(Consigne 1) D'après l'extrait sur la grève des diplomates, combien d'agents travaillent à l'ambassade de France à Pékin ?
(Consigne 2) Dans l'extrait sur la grève des diplomates, recopiez sans aucune modification le texte de « Les diplomates français » à « de leur vie. ».

(Extrait)
----
Les diplomates français sont appelés à la grève ce jeudi 2 juin. Ils protestent contre la disparition du corps diplomatique, ainsi que contre la dégradation des conditions de travail. Un mouvement particulièrement suivi, jusqu’à l’ambassade de France en Chine. Les deux mots « en grève », en grands caractères, sont inscrits sur un drap tendu sur l’écran vidéo au-dessus de l’accueil de l’ambassade de France à Pékin. La situation est peu habituelle au sein de l’institution. Un quart des personnels venus du ministère des Affaires étrangères au sein de la représentation diplomatique française en Chine ont cessé le travail ce jeudi. La plupart n’avaient jamais fait grève de leur vie.
C’est la deuxième journée de grève dans l’histoire du Quai d’Orsay. Pour une majeure partie des 13 000 agents que compte l’institution, il s’agit de « défendre un métier, et non un statut » explique l’un des fonctionnaires mobilisés à l’ambassade de France à PékinL’idée que la diplomatie est un statut est non un métier, c’est nier complètement la logique d’expertise et de projection que les agents mettent dans ce mode de vie. Un métier avec « une perspective de carrière et de l’expertise qu’on acquiert » au fil d’une vie dévouée à la défense des intérêts de la France et des Français de l’étranger, soulignent encore les grévistes qui proposent de signer une pétition via un Code QR à télécharger. « Souvent on découvre son ambassade quand on a un problème, affirme Florian Turc. On a perdu son passeport, on n’a plus de visa, ou tout simplement on a besoin de rentrer en France, » poursuit ce représentant syndical.
Une situation à laquelle sont confrontés de nombreux Français de Chine, soumis depuis le début de la pandémie de Covid-19 aux restrictions sanitaires drastiques et à des déplacements limités par les autorités chinoises : « Il y a des problèmes d’avion notamment, par exemple le vol pour Paris de ce soir était annulé et on s’est battu pour qu’il soit maintenu. En Chine, il a fallu faire venir les enseignants du lycée français, on se bat pour cela et beaucoup d’autres choses. Le métier de diplomate, c’est aussi de permettre aux Français de vivre au mieux dans les pays où ils s’installent, et qu’ils puissent en repartir en cas de crise. » À en croire celles et ceux qui ont choisi de travailler pour le rayonnement de la France, il y aurait aussi une méconnaissance d’un métier qui va beaucoup plus vite aujourd’hui qu’hier. Une diplomatie en crise qui doit réagir en permanence à un monde en crise, avec des négociations marathons, des semaines où les nuits se confondent avec les jours, comme lorsqu’on doit évacuer les Français de Wuhan au printemps 2020, ou qu’on doit prêter assistance à la population française confinée à Shanghai.
L’ambassade de France à Pékin est la plus grande ambassade dans le monde, devant celle de Washington : 380 agents y travaillent, venus de différents ministères et sous différents statuts, éprouvés comme la communauté française en Chine par la stratégie épidémique chinoise « Zéro Covid ».
----
(Matériel fourni)
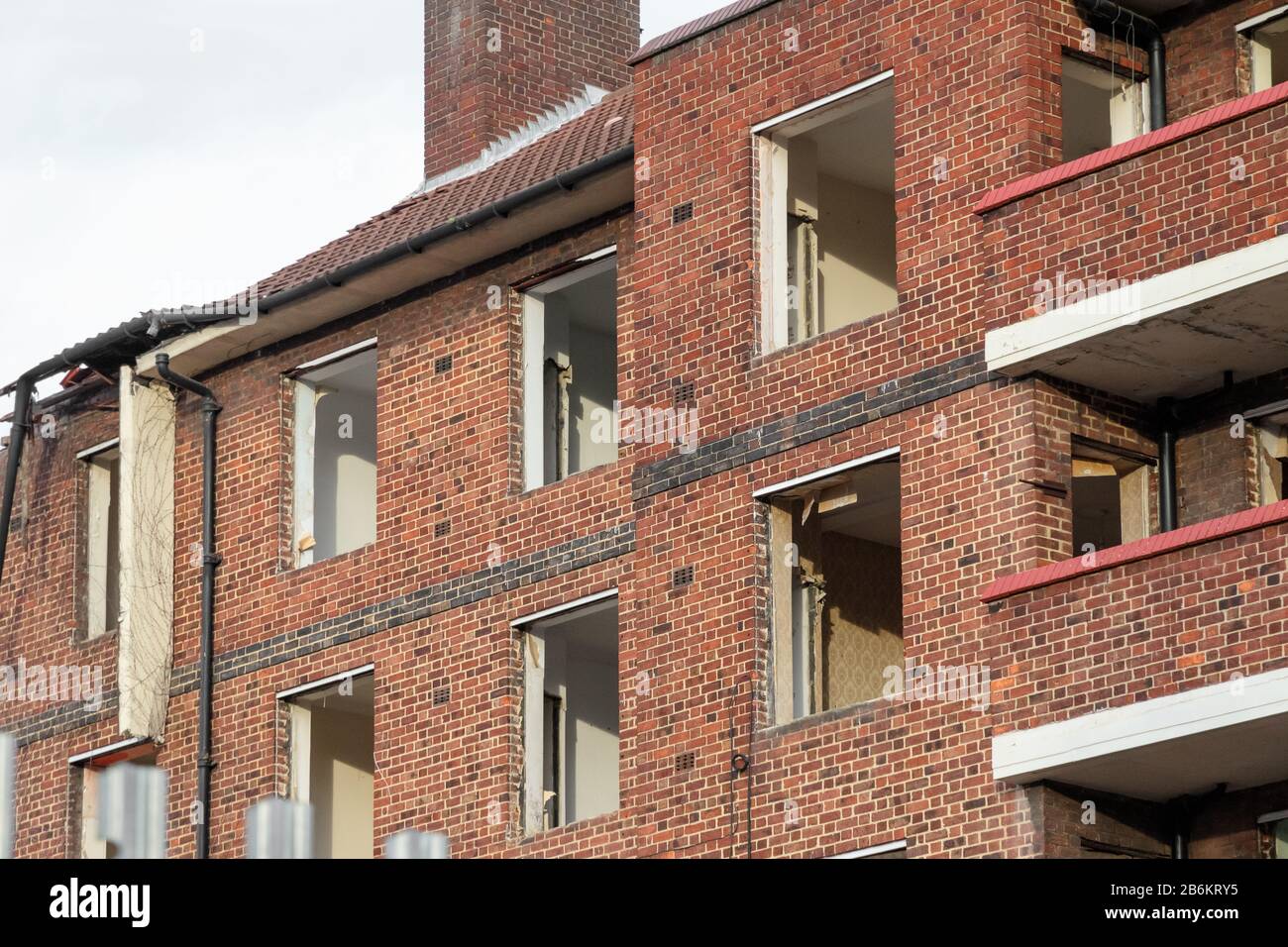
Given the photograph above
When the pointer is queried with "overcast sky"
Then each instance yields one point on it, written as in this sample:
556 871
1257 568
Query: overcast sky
160 153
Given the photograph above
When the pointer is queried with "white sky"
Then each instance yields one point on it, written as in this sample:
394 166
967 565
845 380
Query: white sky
160 153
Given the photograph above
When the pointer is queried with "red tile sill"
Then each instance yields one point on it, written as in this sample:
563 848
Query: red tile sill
1146 548
1141 145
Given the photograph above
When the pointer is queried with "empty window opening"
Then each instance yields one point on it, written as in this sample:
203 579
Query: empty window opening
1102 106
102 583
571 724
333 764
828 215
91 843
1111 497
1267 46
570 372
335 458
1271 446
836 590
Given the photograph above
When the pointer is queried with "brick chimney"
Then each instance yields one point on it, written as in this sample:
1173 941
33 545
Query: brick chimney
492 65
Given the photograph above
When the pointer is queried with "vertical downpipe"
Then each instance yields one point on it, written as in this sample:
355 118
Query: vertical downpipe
1166 466
210 410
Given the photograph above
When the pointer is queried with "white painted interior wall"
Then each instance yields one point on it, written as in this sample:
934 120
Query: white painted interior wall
342 783
344 474
574 318
588 684
574 656
857 254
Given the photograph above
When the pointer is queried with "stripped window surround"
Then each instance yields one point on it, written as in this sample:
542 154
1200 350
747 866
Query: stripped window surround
520 138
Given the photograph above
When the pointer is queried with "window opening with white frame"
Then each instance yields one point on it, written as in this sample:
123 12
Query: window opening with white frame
335 457
1100 106
827 213
836 589
570 372
571 737
333 763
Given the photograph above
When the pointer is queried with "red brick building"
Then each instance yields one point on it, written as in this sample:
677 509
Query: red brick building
840 428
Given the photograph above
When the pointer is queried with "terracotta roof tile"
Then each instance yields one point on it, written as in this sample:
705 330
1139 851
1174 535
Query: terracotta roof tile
696 27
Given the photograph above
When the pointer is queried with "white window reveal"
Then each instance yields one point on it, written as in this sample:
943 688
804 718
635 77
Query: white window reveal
828 213
1267 48
1100 106
333 761
335 454
570 714
102 579
836 586
570 372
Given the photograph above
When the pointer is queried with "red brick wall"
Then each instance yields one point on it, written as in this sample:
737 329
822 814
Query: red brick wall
1207 63
1067 819
492 65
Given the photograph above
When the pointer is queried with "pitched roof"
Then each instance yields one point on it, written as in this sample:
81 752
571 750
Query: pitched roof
597 132
696 27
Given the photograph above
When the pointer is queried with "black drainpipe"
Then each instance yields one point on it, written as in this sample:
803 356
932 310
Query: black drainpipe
210 408
1166 466
1145 35
17 441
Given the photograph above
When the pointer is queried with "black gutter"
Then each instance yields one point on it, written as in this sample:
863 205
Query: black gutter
210 410
1150 39
143 333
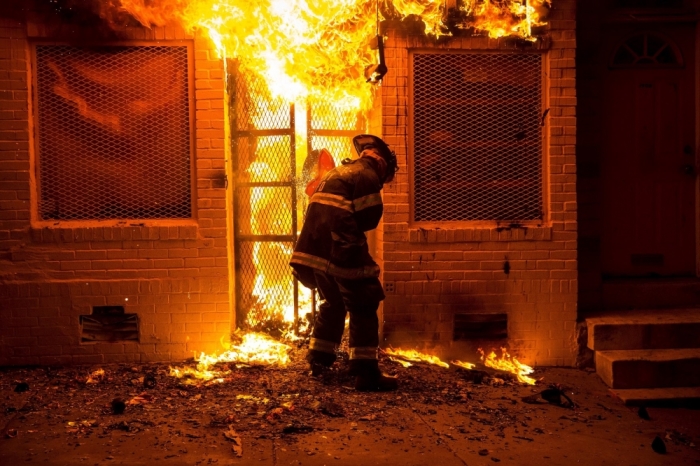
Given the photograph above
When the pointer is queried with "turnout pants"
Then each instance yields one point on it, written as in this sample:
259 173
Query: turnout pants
361 299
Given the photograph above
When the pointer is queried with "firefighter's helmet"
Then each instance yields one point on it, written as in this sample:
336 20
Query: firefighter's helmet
368 141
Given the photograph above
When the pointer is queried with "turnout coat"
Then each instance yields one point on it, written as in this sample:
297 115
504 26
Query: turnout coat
346 204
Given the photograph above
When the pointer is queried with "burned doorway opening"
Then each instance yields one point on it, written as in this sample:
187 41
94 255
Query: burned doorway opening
275 147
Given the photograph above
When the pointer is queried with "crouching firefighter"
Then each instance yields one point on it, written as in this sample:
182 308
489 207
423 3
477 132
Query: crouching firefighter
332 256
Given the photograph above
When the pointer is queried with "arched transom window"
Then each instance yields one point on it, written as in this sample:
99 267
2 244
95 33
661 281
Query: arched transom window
647 50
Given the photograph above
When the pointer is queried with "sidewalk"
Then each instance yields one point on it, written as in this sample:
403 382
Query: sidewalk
281 416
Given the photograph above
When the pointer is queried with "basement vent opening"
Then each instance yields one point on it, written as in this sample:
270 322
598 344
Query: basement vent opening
109 324
480 326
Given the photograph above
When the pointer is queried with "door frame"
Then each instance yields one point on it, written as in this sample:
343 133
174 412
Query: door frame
658 25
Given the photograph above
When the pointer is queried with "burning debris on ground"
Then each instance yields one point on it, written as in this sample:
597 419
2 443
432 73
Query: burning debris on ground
242 405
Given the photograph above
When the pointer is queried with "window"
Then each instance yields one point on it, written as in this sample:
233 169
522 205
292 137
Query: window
114 132
477 136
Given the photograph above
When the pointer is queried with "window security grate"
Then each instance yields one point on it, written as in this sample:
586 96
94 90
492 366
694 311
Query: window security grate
114 132
477 136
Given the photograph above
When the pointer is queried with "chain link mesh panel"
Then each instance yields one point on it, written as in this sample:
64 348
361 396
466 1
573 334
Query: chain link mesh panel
265 294
477 136
333 128
264 205
114 132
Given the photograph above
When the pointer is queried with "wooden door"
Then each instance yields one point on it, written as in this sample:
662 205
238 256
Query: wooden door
649 157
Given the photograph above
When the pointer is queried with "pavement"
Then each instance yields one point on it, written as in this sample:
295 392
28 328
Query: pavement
282 416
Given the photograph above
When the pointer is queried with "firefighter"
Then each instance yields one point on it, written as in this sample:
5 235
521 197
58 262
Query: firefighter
332 256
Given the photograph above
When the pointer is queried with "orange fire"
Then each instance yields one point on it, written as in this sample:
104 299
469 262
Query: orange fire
319 50
508 363
408 356
463 365
306 52
503 18
254 349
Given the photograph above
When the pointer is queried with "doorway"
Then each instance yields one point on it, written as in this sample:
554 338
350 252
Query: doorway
649 155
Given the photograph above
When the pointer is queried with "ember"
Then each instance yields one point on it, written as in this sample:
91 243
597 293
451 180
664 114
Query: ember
463 365
255 349
508 363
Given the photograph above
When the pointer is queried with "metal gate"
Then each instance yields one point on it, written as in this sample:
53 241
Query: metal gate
264 203
332 128
267 193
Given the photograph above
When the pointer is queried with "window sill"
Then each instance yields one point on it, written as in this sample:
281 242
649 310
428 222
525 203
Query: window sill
113 230
479 234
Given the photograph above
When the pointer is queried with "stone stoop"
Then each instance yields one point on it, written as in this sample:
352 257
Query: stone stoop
646 357
669 293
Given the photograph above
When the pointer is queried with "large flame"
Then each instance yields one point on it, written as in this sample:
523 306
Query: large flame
503 18
254 349
508 363
319 50
403 356
306 52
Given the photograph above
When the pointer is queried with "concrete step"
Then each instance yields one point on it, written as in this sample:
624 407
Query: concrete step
651 293
645 329
649 368
674 396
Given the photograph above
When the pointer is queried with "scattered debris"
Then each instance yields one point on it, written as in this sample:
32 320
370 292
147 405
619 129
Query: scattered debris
95 377
552 395
331 409
118 406
21 387
658 445
643 413
297 428
150 382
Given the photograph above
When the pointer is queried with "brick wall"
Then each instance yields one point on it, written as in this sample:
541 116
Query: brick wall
173 274
440 271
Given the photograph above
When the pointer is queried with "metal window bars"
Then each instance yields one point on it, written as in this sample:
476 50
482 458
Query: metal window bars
114 132
477 136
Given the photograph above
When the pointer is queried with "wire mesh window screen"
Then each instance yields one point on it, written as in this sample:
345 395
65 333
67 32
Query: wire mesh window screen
477 136
114 136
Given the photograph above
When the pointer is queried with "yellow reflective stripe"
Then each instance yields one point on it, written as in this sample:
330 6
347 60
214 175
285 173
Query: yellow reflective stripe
323 265
365 202
308 260
332 200
354 273
324 346
363 352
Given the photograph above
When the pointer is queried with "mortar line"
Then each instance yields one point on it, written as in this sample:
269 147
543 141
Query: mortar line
274 452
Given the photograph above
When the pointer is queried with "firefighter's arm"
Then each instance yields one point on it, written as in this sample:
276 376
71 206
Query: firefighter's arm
349 241
367 202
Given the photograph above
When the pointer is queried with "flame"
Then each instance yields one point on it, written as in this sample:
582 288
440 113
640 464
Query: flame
502 18
414 356
463 365
255 349
304 52
508 363
319 50
96 376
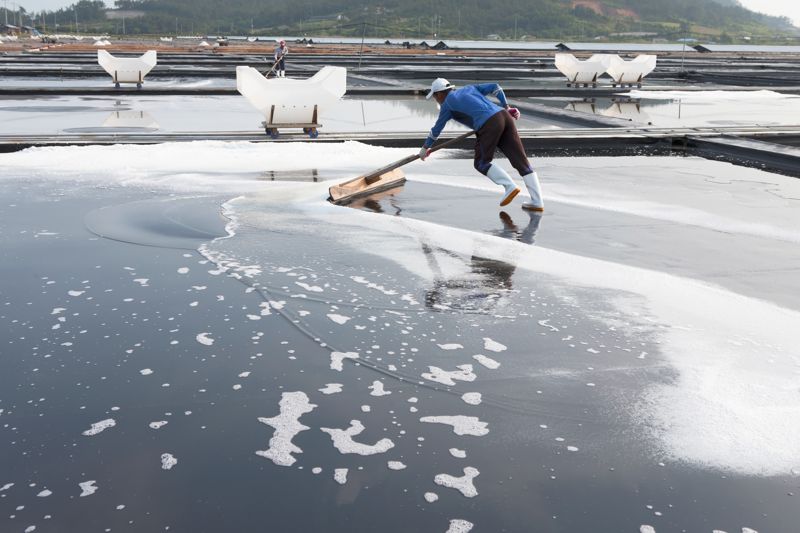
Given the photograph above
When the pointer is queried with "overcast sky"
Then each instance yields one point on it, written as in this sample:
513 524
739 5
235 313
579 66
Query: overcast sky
788 8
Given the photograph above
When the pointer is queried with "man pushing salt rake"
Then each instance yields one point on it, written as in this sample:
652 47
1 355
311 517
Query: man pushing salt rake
494 128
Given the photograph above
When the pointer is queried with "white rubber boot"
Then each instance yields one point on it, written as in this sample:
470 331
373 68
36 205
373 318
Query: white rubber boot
500 177
536 203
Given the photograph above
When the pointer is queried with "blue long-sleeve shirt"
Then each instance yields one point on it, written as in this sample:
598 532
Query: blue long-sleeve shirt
469 106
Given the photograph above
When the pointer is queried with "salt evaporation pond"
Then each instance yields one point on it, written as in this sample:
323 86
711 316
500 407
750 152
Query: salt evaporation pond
676 108
192 347
70 114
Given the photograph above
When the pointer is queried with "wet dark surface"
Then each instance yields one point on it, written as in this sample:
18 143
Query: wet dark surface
662 245
133 307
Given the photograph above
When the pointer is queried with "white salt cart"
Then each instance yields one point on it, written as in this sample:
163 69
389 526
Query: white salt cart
127 69
291 103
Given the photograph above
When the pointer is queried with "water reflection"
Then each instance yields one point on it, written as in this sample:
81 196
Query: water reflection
130 120
482 285
292 175
625 108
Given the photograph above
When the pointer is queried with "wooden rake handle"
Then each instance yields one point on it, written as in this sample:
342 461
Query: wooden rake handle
375 175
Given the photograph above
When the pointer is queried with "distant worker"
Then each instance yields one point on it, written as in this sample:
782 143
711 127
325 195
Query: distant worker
494 128
280 59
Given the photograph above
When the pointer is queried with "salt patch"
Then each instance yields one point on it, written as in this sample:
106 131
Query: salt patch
377 389
340 475
463 484
168 461
472 398
364 281
450 346
462 425
331 388
460 526
493 346
287 425
339 319
343 440
464 373
337 359
205 339
88 488
99 427
309 288
488 362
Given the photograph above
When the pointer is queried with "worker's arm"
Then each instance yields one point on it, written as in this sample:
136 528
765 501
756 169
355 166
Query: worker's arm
444 116
493 89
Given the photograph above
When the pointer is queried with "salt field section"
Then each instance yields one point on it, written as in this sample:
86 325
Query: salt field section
196 339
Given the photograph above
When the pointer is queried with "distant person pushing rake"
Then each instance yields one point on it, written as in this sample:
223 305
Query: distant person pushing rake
280 58
494 128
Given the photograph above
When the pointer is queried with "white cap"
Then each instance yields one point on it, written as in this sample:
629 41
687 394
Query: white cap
439 84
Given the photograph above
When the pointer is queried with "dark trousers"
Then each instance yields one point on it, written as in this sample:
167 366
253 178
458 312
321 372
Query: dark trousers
500 132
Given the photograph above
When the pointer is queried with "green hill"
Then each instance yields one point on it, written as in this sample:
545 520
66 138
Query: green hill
720 20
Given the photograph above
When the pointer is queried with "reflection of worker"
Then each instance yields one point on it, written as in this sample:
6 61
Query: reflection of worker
280 58
494 128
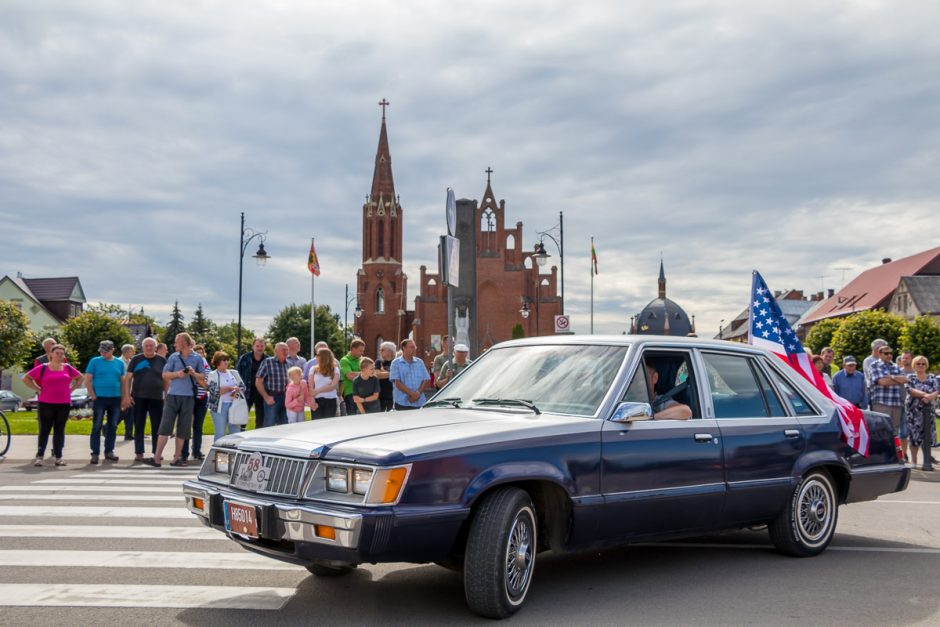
----
(Corrigé 1) 380 agents.

(Corrigé 2)
Les diplomates français sont appelés à la grève ce jeudi 2 juin. Ils protestent contre la disparition du corps diplomatique, ainsi que contre la dégradation des conditions de travail. Un mouvement particulièrement suivi, jusqu’à l’ambassade de France en Chine. Les deux mots « en grève », en grands caractères, sont inscrits sur un drap tendu sur l’écran vidéo au-dessus de l’accueil de l’ambassade de France à Pékin. La situation est peu habituelle au sein de l’institution. Un quart des personnels venus du ministère des Affaires étrangères au sein de la représentation diplomatique française en Chine ont cessé le travail ce jeudi. La plupart n’avaient jamais fait grève de leur vie.